*** Document excerpt Section Begins ***

Sunday 31 July 2011

The Power Of Touch (First Posted May 31, 2011)


So.

Okay.

It all started yesterday when she had her first appointment with her new (alternative) health provider who had been recommended by her acupuncturist at her request.  While she did feel well under her acupuncturist’s care – especially with her change of diet – she also knew her repetitively stressed elbows were not responding as optimally as initially forecast.  And, because she simply cannot afford to let the big, bad wolf reach her door, off she went - with her acupuncturist's blessing - in search of further help and support.

Her new ally in her quest for physical health, strength and mobility is a registered massage therapist who has also completed 4 of the 6 years required to become an osteopath and then has tied the two disciplines together with a third, known as "Matrix Repatterning".  So, she is shifting from a treatment modality where the theraputic contact with her body was primarily being made by very fine, sensitively placed needles to one where it is entirely being made by warm, knowledgable hands.

And.

So.

It was while she was receiving her first treatment that she remembered, she remembered, she remembered just how good it feels to be touched intelligently (not too little and not too much and always and only in the right places) and honestly (with both parties respecting each other) - exactly the way one expects to be touched in a theraputic context.   She could feel her body thirstily drinking in and absorbing the trusted, beneficial sensations brought about through the healer's light-but-sure touch.  Her accompanying sense of relief at being (literally) "handled properly" caused tears to spring to her eyes.  "This," she thinks, "is the positive side of the power of touch." 

There is a negative side.

Her mother tells her that as emotionally ardent as she was as a young child she, equally, did not like to be held.  It wasn't that she didn't like to be touched, or to touch.  In fact she was always exploring alluring textures, both indoors and outdoors, with her fingertips.  It was that she did not easily tolerate the feeling of being confined on a lap or in an extended embrace.

Perhaps, as we are warned, there is a way in which we attract that which we most fear.  All she knows for sure is she experienced being physically overwhelmed as a young person and, in one instance, dramatically so.  From this, it would seem, she grew to become (perhaps hyper) discriminating between the feeling of being touched in a way that feels good and touched in a way that makes her feel uncomfortable, or worse.

So.

Yes.

Touch is powerful.  It possesses the power to open or to close.

*** Document excerpt Section Ends ***
*** Records supplied Section Begins ***

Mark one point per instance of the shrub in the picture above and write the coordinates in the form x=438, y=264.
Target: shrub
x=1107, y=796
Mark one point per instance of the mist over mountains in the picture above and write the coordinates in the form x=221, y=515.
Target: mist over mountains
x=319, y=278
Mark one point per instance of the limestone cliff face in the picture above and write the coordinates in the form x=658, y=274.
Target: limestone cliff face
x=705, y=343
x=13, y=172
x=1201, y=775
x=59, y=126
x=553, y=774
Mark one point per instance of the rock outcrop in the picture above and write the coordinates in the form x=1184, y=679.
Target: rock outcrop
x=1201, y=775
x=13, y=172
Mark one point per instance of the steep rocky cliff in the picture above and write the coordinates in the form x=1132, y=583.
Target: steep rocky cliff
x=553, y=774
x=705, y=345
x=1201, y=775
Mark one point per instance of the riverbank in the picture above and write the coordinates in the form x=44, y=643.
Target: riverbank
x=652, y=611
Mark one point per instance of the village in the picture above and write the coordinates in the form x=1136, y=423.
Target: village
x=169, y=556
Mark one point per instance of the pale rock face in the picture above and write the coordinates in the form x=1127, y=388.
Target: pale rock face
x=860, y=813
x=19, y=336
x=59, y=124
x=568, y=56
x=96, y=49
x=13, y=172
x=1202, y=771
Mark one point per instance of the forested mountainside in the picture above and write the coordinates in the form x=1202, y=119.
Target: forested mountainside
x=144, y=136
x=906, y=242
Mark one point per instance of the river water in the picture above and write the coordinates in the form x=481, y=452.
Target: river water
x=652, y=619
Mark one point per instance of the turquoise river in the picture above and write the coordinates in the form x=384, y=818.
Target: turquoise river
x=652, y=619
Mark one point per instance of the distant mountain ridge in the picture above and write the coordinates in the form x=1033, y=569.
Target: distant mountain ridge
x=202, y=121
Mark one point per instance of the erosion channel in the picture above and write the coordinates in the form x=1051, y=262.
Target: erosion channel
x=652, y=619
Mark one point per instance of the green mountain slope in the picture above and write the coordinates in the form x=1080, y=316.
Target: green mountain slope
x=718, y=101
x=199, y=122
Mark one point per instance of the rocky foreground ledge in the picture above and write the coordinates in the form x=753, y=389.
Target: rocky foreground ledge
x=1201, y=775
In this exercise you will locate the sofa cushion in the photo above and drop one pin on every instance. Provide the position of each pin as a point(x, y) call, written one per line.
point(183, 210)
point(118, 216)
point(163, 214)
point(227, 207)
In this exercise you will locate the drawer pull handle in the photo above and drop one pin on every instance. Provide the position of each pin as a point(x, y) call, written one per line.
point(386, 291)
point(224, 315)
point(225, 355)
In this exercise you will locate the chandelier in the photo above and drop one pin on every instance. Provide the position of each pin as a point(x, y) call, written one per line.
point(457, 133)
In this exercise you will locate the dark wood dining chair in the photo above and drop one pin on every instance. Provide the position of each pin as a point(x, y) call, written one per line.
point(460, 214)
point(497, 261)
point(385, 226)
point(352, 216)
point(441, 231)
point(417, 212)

*** Records supplied Section Ends ***

### Tasks to complete:
**1)** From the blog post on the power of touch, output the stretch from "Sunday 31 July" through "help and support.".
**2)** In the blog post on the power of touch, how many of the six years required to become an osteopath has the new health provider completed?
**3)** According to the blog post on the power of touch, why did she go looking for a new health provider even though she felt well under her acupuncturist's care?
The records are separate material and are unrelated to the blog post about the power of touch.

### Responses per task:
**1)**
Sunday 31 July 2011

The Power Of Touch (First Posted May 31, 2011)


So.

Okay.

It all started yesterday when she had her first appointment with her new (alternative) health provider who had been recommended by her acupuncturist at her request.  While she did feel well under her acupuncturist’s care – especially with her change of diet – she also knew her repetitively stressed elbows were not responding as optimally as initially forecast.  And, because she simply cannot afford to let the big, bad wolf reach her door, off she went - with her acupuncturist's blessing - in search of further help and support.

**2)** Four of the six years.

**3)** Her repetitively stressed elbows were not responding as well as initially forecast. She also could not afford to let the big, bad wolf reach her door.